TO BE DONE => From the material below, extract every line from the one containing "If you could point to the player's knee" up to and including the final line, and reproduce them character for character.

DATA SHOWN =>
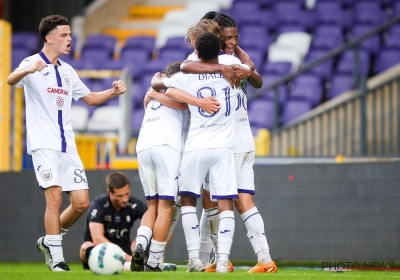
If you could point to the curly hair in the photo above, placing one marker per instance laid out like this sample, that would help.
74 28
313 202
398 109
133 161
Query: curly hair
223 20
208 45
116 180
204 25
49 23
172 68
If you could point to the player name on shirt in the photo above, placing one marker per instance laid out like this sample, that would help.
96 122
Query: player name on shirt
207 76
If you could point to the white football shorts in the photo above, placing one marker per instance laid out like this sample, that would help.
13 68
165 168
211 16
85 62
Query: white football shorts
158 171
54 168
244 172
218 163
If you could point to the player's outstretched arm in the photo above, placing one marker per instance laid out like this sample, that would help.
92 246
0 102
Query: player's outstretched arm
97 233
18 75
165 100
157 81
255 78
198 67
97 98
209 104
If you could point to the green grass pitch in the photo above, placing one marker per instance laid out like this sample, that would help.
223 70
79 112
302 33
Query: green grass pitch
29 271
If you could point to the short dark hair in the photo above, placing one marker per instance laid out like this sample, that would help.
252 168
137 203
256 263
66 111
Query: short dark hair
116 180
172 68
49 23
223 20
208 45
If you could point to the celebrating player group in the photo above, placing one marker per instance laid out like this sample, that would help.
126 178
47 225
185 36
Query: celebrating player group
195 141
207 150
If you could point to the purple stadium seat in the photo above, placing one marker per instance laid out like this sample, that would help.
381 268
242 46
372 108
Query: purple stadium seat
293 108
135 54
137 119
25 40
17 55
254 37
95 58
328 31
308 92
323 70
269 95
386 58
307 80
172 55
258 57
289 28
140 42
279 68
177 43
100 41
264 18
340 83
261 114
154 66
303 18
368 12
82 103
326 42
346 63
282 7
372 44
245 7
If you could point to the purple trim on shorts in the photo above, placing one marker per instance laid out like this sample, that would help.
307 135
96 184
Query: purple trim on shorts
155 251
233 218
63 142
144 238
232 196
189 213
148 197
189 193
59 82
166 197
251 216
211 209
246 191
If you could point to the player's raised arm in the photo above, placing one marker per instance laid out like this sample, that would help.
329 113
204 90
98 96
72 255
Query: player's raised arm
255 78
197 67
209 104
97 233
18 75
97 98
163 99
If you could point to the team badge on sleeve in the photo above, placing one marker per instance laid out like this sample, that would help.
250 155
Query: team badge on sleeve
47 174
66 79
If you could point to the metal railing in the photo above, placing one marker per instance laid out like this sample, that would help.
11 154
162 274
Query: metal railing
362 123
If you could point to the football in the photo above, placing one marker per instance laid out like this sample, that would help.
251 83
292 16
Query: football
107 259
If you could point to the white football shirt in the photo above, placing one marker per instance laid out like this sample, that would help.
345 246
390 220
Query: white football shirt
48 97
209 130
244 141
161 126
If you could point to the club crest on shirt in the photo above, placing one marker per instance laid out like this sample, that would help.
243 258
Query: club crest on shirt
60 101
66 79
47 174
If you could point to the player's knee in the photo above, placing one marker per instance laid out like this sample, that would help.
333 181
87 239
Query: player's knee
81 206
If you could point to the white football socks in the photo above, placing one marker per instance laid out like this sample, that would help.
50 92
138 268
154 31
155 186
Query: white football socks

RESPONSE TO THIS EXERCISE =>
If you could point to the player's knee in the photo above, placing one marker per instance laid out like this sample, that would help.
333 181
87 239
Query: player's knee
81 206
If you could point to the white football socks in the photo above, placing one marker per instance laid out like this sample, that would help.
50 92
138 268
154 31
155 186
Query: white football socks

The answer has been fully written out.